ЗАДАНИЯ:
(a) Перескажите отрывок о творчестве и цельности в двух предложениях.
(b) Допишите следующую часть отрывка о творчестве и цельности, начиная сразу после его последнего предложения.

Я был наивен и слишком упрощал, но не в этом даже дело. Я искал общее начало не там, где оно было.
И не получилось, не могло получиться. Я был разочарован разнородностью своего строения. Я сбил в одну кучу все экстравагантное, сильное, выразительное, необычное, что возбуждало во мне интерес к жизни, которая еще впереди. Я не думал о том, какой же я, и что во всей этой мешанине на меня похоже. Я конструировал идеал.
Я боялся противоречий неразрешимых, то есть, невыразимых. То, что выражено — освоено; если понимаешь, значит сможешь как-то примирить в себе… или примириться. Серьезное творчество — продукт примирения, выражение цельности, часто единственной, которую художник может собрать, накопить, выжать из себя. Я не говорю о таких, как Рубенс, Коро или Ренуар, гармоничных, устойчивых во всем. Я имею в виду таких, как Гоген, Ван Гог… или Зверев, Яковлев… Независимо от масштаба таланта, для них искусство почти единственное выражение той цельности, которой на жизнь им не хватило. Я не говорю о морали, для меня это скользкий лед, я имею в виду соответствие масштаба поступков, отношений и вообще всей личности — творческому результату. Одни просто и естественно распространяют свою цельность на всю жизнь, другие достигают ее на отдельных вершинах тяжелой творческой работой, в картинах, книгах… и совсем не способны поддерживать тот же «уровень» в жизни. Мне смешно, когда говорят о бессмертии души. И вовсе не потому, что я материалист, хотя и это важно. Под конец жизни наша душа — пусть будет это слово — настолько обременена, отягощена, что ясно: она «не рассчитана» на вечность, а только едва-едва выносит земную жизнь и к концу ее не менее истрепана и истерзана, чем тело.

СПИСОК ЗАПИСЕЙ:
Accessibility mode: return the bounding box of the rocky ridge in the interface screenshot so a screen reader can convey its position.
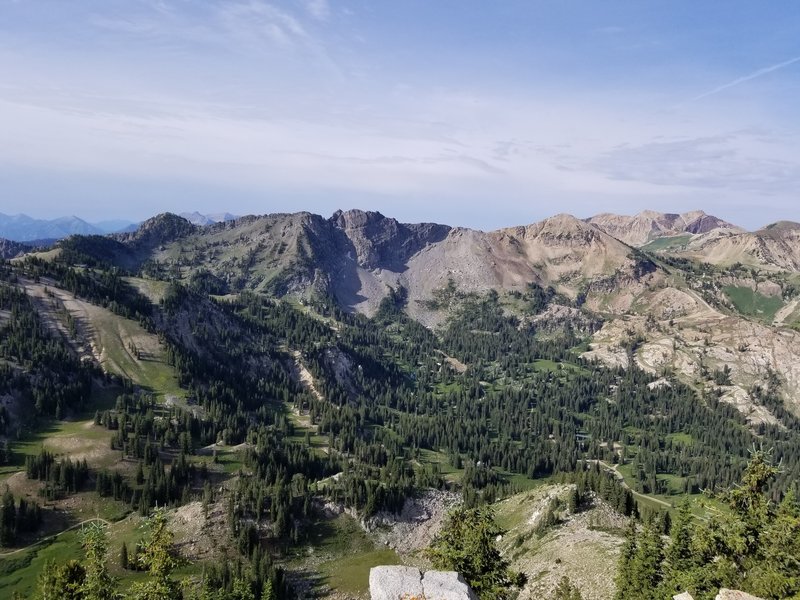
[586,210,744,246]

...

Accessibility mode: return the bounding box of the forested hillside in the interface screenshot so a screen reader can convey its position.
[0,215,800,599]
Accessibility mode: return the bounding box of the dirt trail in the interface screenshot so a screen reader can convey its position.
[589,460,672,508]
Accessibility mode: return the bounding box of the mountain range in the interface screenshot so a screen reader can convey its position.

ОТВЕТЫ:
(a) В отрывке признаётся, что прежде идеал собирался из всего яркого и необычного, без мысли о том, что на самом деле похоже на себя, и общее начало искалось не там. Серьёзное творчество названо выражением цельности, которой таким художникам, как Гоген или Ван Гог, не хватило на жизнь, а бессмертие души вызывает смех, потому что к концу жизни душа истрёпана не меньше тела.

(b)
крыша дома моего

………..
Институт биофизики АН СССР был моим домом много лет, не раз я укладывался спать в лаборатории на трех стульях, покрывшись телогрейкой, которую выдавали для работы в холодной комнате. Непрерывные процессы, что поделаешь, и техника не позволяла отлучаться надолго. С удовольствием вспоминаю то время — непрерывных усилий, постоянных огорчений и редких удач, но зато каких: задаешь природе вопрос — и вдруг получаешь ясный недвусмысленный ответ! Так, чтобы был недвусмысленный и ясный, доказывающий правомерность самого вопроса — в точку попал!.. два-три раза было за всю мою двадцатилетнюю жизнь в науке. Но вполне достаточно, чтобы убедиться в гениальности Спинозы: связь идей та же, что связь вещей…

вариант

………….
Я понимаю, варианты мало кому интересны, но в них, собственно, весь процесс. Если у вас нет привязанности к содержанию, сюжету, интриге, новым землям и вещам, то что вам остается — варианты, ((в которых мизерные изменения, лучше-хуже — неизвестно, поскольку сравнивать имеет смысл только с самим собой, ведь вариант!)) — и надежда, что движешься не совсем уж в круговую, а хотя бы небольшим шажком в сторону своих исконных пристрастий, смайл…

Друзья

………..
Долго жили сами по себе в пустой квартире. Теперь снова со мной они.

ТУСЯ


………
Умница, гений по части открывания дверей и всяких других изобретений.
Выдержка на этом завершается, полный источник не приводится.